Dataset items:
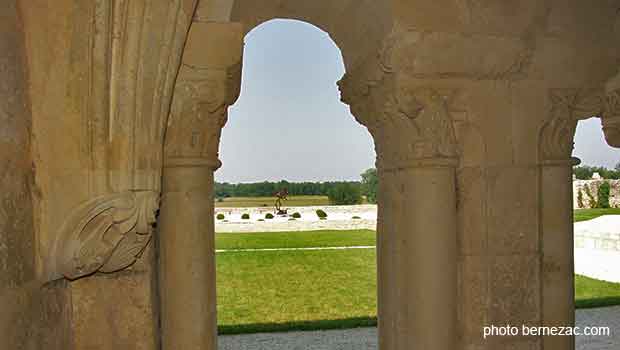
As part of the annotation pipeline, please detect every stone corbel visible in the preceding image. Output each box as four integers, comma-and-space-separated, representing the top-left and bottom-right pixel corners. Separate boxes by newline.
50, 191, 159, 280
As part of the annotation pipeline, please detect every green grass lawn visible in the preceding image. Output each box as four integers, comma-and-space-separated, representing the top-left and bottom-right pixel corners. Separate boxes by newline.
215, 196, 329, 208
573, 208, 620, 222
215, 230, 377, 249
575, 275, 620, 309
217, 249, 377, 334
216, 230, 620, 334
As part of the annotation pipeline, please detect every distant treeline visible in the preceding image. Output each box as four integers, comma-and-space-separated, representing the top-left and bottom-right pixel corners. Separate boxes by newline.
215, 180, 362, 198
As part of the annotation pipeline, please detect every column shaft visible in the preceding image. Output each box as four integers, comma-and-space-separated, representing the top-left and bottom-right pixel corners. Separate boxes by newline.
541, 161, 575, 350
378, 166, 457, 350
159, 166, 217, 350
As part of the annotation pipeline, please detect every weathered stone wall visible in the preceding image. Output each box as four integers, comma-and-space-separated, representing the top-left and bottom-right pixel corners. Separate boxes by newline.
573, 180, 620, 209
0, 0, 67, 350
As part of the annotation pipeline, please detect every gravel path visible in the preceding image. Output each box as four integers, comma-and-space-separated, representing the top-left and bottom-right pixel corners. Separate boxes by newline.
218, 307, 620, 350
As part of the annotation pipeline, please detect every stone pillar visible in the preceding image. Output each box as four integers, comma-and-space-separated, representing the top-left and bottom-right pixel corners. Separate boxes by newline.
159, 22, 243, 350
539, 89, 602, 350
378, 159, 457, 350
159, 159, 217, 350
540, 159, 579, 350
339, 70, 458, 350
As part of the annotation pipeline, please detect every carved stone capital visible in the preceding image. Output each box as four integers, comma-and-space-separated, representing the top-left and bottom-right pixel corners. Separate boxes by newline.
601, 89, 620, 148
51, 191, 159, 280
165, 65, 241, 169
340, 70, 459, 169
540, 89, 604, 164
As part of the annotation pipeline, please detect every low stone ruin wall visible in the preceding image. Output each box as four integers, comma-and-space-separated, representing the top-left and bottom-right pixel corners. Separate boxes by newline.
573, 180, 620, 209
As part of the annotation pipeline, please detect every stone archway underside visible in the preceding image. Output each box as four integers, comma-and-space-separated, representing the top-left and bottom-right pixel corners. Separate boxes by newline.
14, 0, 620, 350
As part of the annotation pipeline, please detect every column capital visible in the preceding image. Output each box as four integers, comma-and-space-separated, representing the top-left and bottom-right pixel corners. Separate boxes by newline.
164, 65, 241, 170
539, 88, 604, 165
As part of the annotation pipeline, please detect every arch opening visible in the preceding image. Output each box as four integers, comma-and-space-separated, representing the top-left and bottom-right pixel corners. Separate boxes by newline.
214, 19, 377, 334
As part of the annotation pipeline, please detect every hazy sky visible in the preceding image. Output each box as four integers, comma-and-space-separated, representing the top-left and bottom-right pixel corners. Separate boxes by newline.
216, 20, 620, 183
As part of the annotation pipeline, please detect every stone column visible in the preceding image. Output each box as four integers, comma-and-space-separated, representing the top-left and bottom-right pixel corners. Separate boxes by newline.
159, 159, 217, 350
539, 89, 602, 350
378, 159, 457, 350
540, 159, 579, 350
340, 75, 458, 350
159, 22, 242, 350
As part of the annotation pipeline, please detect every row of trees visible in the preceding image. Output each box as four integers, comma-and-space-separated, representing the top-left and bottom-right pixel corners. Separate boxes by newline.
215, 169, 379, 205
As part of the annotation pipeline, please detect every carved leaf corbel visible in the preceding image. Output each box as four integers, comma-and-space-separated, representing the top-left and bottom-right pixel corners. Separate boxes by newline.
55, 191, 159, 280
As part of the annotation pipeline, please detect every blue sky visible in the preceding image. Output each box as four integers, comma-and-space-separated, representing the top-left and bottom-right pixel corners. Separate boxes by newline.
215, 20, 620, 183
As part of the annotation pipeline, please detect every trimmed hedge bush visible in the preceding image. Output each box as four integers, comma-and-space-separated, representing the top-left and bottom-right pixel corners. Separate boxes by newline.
596, 181, 611, 208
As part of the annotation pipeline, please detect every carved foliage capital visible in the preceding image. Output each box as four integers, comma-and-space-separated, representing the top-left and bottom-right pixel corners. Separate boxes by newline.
602, 89, 620, 148
540, 89, 604, 161
52, 191, 159, 280
339, 69, 458, 168
166, 65, 241, 164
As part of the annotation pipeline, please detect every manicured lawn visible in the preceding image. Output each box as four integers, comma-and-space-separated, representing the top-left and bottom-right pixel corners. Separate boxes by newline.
215, 196, 329, 208
216, 230, 620, 334
217, 249, 377, 334
215, 230, 377, 249
575, 275, 620, 309
573, 208, 620, 222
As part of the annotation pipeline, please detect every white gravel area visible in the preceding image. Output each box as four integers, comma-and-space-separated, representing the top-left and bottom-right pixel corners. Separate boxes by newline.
218, 307, 620, 350
215, 204, 377, 233
574, 215, 620, 282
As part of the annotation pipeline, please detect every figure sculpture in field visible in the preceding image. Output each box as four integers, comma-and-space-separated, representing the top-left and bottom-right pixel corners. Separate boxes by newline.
274, 188, 288, 215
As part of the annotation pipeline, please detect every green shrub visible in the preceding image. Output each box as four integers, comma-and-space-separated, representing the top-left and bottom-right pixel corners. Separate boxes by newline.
577, 189, 584, 208
327, 182, 362, 205
583, 185, 597, 209
316, 209, 327, 219
596, 181, 611, 208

WRITTEN TASK »
Render all of the items above as a numbered list, omitting blank lines. Exclude the pictures from the output.

COMPLETE ANSWER »
1. As part of the annotation pipeline, please detect every stone corbel visible in the preceding image. Output each box as four integers, comma-and-space-separated, representing the top-left and bottom-right pixel corners. Separate boxes by newline.
2. 50, 191, 159, 280
3. As part of the annotation pipeline, please detect every green grass lawn visible in the preceding image. Output each box as four integers, comma-and-space-separated, representing the top-left and bottom-right pixel corners. Separate boxes by newline.
4. 215, 196, 329, 208
5. 573, 208, 620, 222
6. 215, 230, 377, 249
7. 575, 275, 620, 309
8. 217, 249, 377, 334
9. 216, 230, 620, 334
10. As part of the annotation pipeline, please detect every distant treeline visible in the preceding image. Output each box as four integers, comma-and-space-separated, representing the top-left and bottom-right pixel corners. Separate boxes by newline.
11. 215, 180, 362, 198
12. As part of the annotation pipeline, please detect every column shaft visible in the preceding image. Output each box as four integers, comma-and-space-separated, representing the top-left and bottom-right pixel corners. Separate boxes by newline.
13. 541, 161, 575, 350
14. 378, 166, 457, 350
15. 159, 166, 217, 350
16. As part of the annotation pipeline, please detect every weathered stone wall visible in the preceding image. Output each box as four integers, comma-and-space-separated, representing the top-left and bottom-right pixel corners. Separate boxes by newline.
17. 573, 180, 620, 209
18. 0, 0, 67, 350
19. As part of the annotation pipeline, please detect every gravel path visible in the preceding image. Output each box as four integers, comma-and-space-separated, representing the top-left and bottom-right pixel corners. Separate boxes by newline.
20. 218, 307, 620, 350
21. As part of the annotation pipeline, please detect every stone pillar visible in the preceding image. Output each box as four integers, comma-and-space-separated, representing the top-left and bottom-right pixel corners. Separate boxes by newline.
22. 159, 22, 243, 350
23. 539, 89, 602, 350
24. 378, 159, 457, 350
25. 159, 159, 217, 350
26. 540, 159, 579, 350
27. 339, 70, 458, 350
28. As part of the annotation pipeline, please detect every carved stone capital visible in the preceding image. Output each box as four integers, comma-and-space-separated, representing the top-left and bottom-right pixel corners. Separate boxes by newline.
29. 601, 89, 620, 148
30. 51, 191, 159, 280
31. 165, 65, 241, 169
32. 340, 70, 459, 169
33. 540, 89, 604, 164
34. As part of the annotation pipeline, please detect every low stone ruin wall visible in the preceding image. Output each box as four integers, comma-and-space-separated, representing the top-left and bottom-right pixel corners. Separate boxes by newline.
35. 573, 180, 620, 209
36. As part of the annotation pipeline, please detect every stone archway underside visible in the preceding image. Output each box as four integers, comma-and-space-separated, representing the top-left and bottom-right pixel corners. Separate boxes by newline.
37. 14, 0, 620, 350
38. As part of the annotation pipeline, please detect every column capital visible in the preceding image. Output each box as four integers, comma-and-space-separated, representing the top-left and bottom-right pixel corners. Separate boxes by newline.
39. 164, 65, 241, 170
40. 539, 88, 604, 165
41. As part of the annotation pipeline, please detect every arch opening visible in the preceding image. Output each box as four integers, comma-and-space-separated, representing the top-left and bottom-right pixel corners. Separate boxes by newline.
42. 214, 19, 377, 334
43. As part of the annotation pipeline, please detect every hazy sky visible in the preceding image. Output each box as four integers, comma-and-space-separated, representing the top-left and bottom-right pixel corners. Separate boxes by newline.
44. 216, 20, 620, 183
45. As part of the annotation pipeline, please detect every stone column visible in the preceding image. Output each box as four integers, comma-and-space-separated, representing the top-left and bottom-right pixel corners. Separate boxes by newline.
46. 159, 159, 217, 350
47. 539, 89, 602, 350
48. 378, 159, 457, 350
49. 540, 159, 579, 350
50. 340, 75, 458, 350
51. 159, 22, 242, 350
52. As part of the annotation pipeline, please detect every row of trees visible in the preceding image. Output each box as four integers, comma-and-space-separated, representing the top-left and bottom-right pixel corners. Separate boxes by newline.
53. 215, 169, 379, 205
54. As part of the annotation pipeline, please detect every carved leaf corbel visible in the preceding image. Output each box as four integers, comma-and-space-separated, representing the top-left and bottom-right pixel corners. Separate boxes by newline.
55. 55, 191, 159, 280
56. As part of the annotation pipeline, please detect every blue sky visible in the preceding image. Output each box as four integers, comma-and-space-separated, representing the top-left and bottom-right pixel corners. Separate boxes by newline.
57. 215, 20, 620, 183
58. As part of the annotation pipeline, please detect every trimmed hedge bush visible in the preceding image. Output each box as four integers, comma-and-space-separated, representing the top-left and bottom-right pixel corners. Separate boxes by newline.
59. 596, 181, 611, 208
60. As part of the annotation pipeline, please detect every carved foliage capital visible in the preceding image. Output each box as four integers, comma-and-space-separated, representing the top-left and bottom-right pixel corners. Separate boxes by newline.
61. 602, 89, 620, 148
62. 540, 89, 604, 161
63. 52, 191, 159, 280
64. 339, 69, 458, 168
65. 166, 65, 241, 164
66. As part of the annotation pipeline, please detect every manicured lawn visible in the preceding image. Output each box as four integers, comma-and-space-separated, representing the top-left and bottom-right pixel corners. Separate boxes by newline.
67. 215, 196, 329, 208
68. 216, 230, 620, 334
69. 217, 249, 377, 334
70. 215, 230, 377, 249
71. 575, 275, 620, 309
72. 573, 208, 620, 222
73. As part of the annotation pipeline, please detect every white gravel area visible in the preceding image. Output each box as four integers, comma-and-space-separated, representing the top-left and bottom-right pixel corners. Separate boxes by newline.
74. 218, 307, 620, 350
75. 215, 204, 377, 233
76. 574, 215, 620, 282
77. As part of the annotation pipeline, please detect every figure sculpture in field visible in the preceding image. Output each box as four integers, comma-and-space-separated, representing the top-left and bottom-right pixel corners. Separate boxes by newline.
78. 274, 188, 288, 215
79. As part of the annotation pipeline, please detect every green shrub visible in the preceding image. Output each box as four integers, comma-and-space-separated, representing the top-left and bottom-right pixel corners. Separate boxes by newline.
80. 577, 189, 584, 208
81. 327, 182, 362, 205
82. 583, 185, 597, 209
83. 316, 209, 327, 219
84. 596, 181, 611, 208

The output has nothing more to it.